(INSTRUCTION A):
List every pair of variables in the article shares text that has a negative correlation.
(INSTRUCTION B):
In the article shares text, what setting keeps R from defaulting to scientific notation?
(INSTRUCTION C):
Copy the article shares text from "The following contingency" to "grouping for shares.".

=== SOURCE DOCUMENT ===

Variable 1	Variable 2	Correlation	p-value
kw_max_min	kw_avg_min	0.932744	< 2.22e-16
n_unique_tokens	n_non_stop_unique_tokens	0.930561	< 2.22e-16
rate_positive_words	rate_negative_words	-0.918483	< 2.22e-16
self_reference_max_shares	self_reference_avg_sharess	0.879430	< 2.22e-16
self_reference_min_shares	self_reference_avg_sharess	0.830241	< 2.22e-16
kw_min_min	kw_max_max	-0.828040	< 2.22e-16
global_rate_negative_words	rate_negative_words	0.811086	< 2.22e-16
kw_max_avg	kw_avg_avg	0.752188	< 2.22e-16
global_rate_negative_words	rate_positive_words	-0.742238	< 2.22e-16
n_tokens_content	n_unique_tokens	-0.734905	< 2.22e-16

Contingency Table

The following contingency table displays counts and sums for the number of article shares within given ranges by the day of week shared. Share ranges were selected to illustrate lower, medium, and higher ranges of shares. Examining these counts can show possible patterns of shares by day or week and the range grouping for shares.

##dig.lab is needed to avoid R defaulting to scientific notation
kable(addmargins(table
                 (dowData$dayofWeek,cut(dowData$shares,
                  c(0,200,1000,10000,860000),dig.lab = 7))))

=== MATERIAL PROVIDED ===

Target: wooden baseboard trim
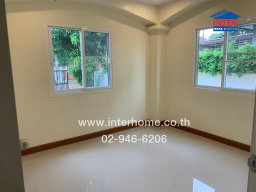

===

(REPLY A):
rate_positive_words and rate_negative_words (-0.918483)
kw_min_min and kw_max_max (-0.828040)
global_rate_negative_words and rate_positive_words (-0.742238)
n_tokens_content and n_unique_tokens (-0.734905)

(REPLY B):
dig.lab

(REPLY C):
The following contingency table displays counts and sums for the number of article shares within given ranges by the day of week shared. Share ranges were selected to illustrate lower, medium, and higher ranges of shares. Examining these counts can show possible patterns of shares by day or week and the range grouping for shares.